* TEXT UNDER STUDY
--------------------
Ronnie Hoyt Bell, 65: Entrepreneur, philanthropist

Ron Bell didn’t let his passion for making money for investors stand in the way of his passion for donating money to worthy causes.

Whether it was contributing to the March of Dimes or Girl Talk Inc., a mentoring program, giving back to the community was an important part of the Emory University MBA’s outlook on life.

“He believed in investing in people,” said Mr. Bell’s daughter, Dr. Kelli Ritter of Atlanta. “He believed that when you invest in people, you get your return on investment.”

Ronnie Hoyt Bell, 65, an Atlanta entrepreneur and philanthropist, died Feb. 18 at Hospice Atlanta after a 2 1/2-year battle with pancreatic cancer. A memorial service will be held 3 p.m. Sunday at Unity North Church in Marietta. Byars Funeral Home & Cremation Services of Cumming is handling arrangements.

Mr. Bell was born April 9, 1946, in Tullahoma, Tenn., but grew up in Springfield, Tenn., the only child of Hoyt and Roberta Bell. He attended Vanderbilt University on a football scholarship and obtained an electrical engineering degree in 1968 with the intention of helping with the family's radio station in Springfield. Mr. Bell’s heart, however, was tuned to Wall Street.

“He was turned on by the stock market as a young boy,” Dr. Ritter said. “Nothing made him more excited than making money for other people -- and for himself.”

Mr. Bell earned an MBA from Emory in 1970 and eventually joined Atlanta-based National Service Industries, where he worked for more than a decade. After leaving the  textile rental and envelope business, he founded his own company in 1984, the investment services provider Bell Capital Management.

Mr. Bell headed Bell Capital until two years ago, when his health began to fail, his daughter said. The illness, however, didn't prevent her father from starting another investment firm, RHB Wealth Management LLC.

Philanthropy was also important to Mr. Bell and he founded Bell Family Foundation of Hope in 1992.
--------------------
* RECORD EXTRACTS
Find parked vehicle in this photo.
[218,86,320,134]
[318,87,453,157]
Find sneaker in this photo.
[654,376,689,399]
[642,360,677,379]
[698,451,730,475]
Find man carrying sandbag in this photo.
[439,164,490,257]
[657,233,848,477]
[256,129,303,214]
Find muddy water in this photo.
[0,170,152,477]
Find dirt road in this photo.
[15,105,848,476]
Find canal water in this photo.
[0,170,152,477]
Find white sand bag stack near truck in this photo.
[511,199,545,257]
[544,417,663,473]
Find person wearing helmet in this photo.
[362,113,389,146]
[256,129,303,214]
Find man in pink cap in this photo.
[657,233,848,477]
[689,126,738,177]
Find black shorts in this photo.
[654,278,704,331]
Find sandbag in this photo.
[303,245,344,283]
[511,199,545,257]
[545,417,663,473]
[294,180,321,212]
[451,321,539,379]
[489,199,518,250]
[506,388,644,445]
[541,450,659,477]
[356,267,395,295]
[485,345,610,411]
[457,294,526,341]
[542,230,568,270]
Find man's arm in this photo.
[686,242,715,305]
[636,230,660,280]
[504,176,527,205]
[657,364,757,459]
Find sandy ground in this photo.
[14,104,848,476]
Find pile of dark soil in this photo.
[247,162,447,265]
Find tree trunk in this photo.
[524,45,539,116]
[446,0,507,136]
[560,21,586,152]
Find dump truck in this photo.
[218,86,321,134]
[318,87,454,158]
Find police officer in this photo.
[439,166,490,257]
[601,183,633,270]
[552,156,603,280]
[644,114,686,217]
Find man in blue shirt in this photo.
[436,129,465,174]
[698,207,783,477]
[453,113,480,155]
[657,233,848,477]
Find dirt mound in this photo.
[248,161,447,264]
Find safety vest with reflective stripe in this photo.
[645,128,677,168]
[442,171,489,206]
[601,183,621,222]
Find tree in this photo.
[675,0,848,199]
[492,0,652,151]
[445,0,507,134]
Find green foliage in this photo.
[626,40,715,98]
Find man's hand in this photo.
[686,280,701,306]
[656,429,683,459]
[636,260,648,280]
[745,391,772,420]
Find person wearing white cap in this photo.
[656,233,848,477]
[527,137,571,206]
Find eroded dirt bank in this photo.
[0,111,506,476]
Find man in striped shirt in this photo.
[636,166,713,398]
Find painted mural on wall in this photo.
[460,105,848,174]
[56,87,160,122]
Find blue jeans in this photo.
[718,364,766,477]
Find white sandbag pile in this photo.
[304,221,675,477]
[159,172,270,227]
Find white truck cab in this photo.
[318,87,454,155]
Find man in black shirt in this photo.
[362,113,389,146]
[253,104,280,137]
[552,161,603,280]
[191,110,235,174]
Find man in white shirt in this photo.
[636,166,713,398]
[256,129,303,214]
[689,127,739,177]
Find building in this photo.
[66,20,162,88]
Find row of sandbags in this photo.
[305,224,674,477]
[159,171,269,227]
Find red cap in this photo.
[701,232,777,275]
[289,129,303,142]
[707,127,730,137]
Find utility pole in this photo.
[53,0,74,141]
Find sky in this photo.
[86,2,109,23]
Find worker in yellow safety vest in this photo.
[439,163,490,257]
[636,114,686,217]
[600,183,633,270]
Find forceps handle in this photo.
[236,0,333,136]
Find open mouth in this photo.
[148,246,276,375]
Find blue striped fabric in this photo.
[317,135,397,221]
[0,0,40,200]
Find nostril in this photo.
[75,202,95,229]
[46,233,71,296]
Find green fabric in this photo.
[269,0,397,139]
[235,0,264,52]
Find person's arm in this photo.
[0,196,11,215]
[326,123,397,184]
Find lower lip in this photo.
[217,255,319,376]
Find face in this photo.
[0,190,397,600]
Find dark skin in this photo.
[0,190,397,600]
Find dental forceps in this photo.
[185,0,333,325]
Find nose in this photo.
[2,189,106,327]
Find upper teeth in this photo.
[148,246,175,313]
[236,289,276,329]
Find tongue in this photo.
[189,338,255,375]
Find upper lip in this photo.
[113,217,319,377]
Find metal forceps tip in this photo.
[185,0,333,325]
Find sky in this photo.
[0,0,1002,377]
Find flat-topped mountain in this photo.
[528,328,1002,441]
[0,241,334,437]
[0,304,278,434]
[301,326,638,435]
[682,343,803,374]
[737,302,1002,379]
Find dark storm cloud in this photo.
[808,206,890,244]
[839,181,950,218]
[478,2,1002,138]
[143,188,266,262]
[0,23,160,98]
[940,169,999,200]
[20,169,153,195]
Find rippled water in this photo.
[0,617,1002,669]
--------------------
* PROBLEMS TO SOLVE
**a.** Revise the Ron Bell obituary from "Ronnie Hoyt Bell, 65: Entrepreneur, philanthropist" to "to worthy causes.", putting "clients" in place of "investors".
**b.** Carry the Ron Bell obituary further, starting after its final sentence.
The material has no connection to the obituary of Ron Bell.

* TASK-BY-TASK ANSWERS
**a.**
Ronnie Hoyt Bell, 65: Entrepreneur, philanthropist

Ron Bell didn’t let his passion for making money for clients stand in the way of his passion for donating money to worthy causes.

**b.**
The foundation has provided athletic scholarships at Georgia Tech, Emory and Kennesaw State University, Dr. Ritter said. Several organizations also have benefited, including the March of Dimes; Cumberland Academy of Georgia, a private school for children with special needs; the Center for Children and Young Adults, a shelter for abused and neglected youths; and Girl Talk Inc., a student-to-student mentoring program that pairs middle school girls with high school girls.

Haley Kilpatrick, founder and executive director of Girl Talk, said Mr. Bell, who served on the group's board of directors, was the most generous supporter of the organization in recent years.

“Ron Bell is one of the most genuine, caring and giving people I know," Ms. Kilpatrick said. "Like so many others, I looked to Ron for direction and inspiration. I will always appreciate the impact he had on Girl Talk and the thousands of girls we serve, thanks to his belief in our mission and his unwavering support.”

Mr. Bell met his wife, Patricia, in 1980 when the Charlotte native was working as a paralegal at an Atlanta law firm Mr. Bell had visited. They dated for five years and married in 1985.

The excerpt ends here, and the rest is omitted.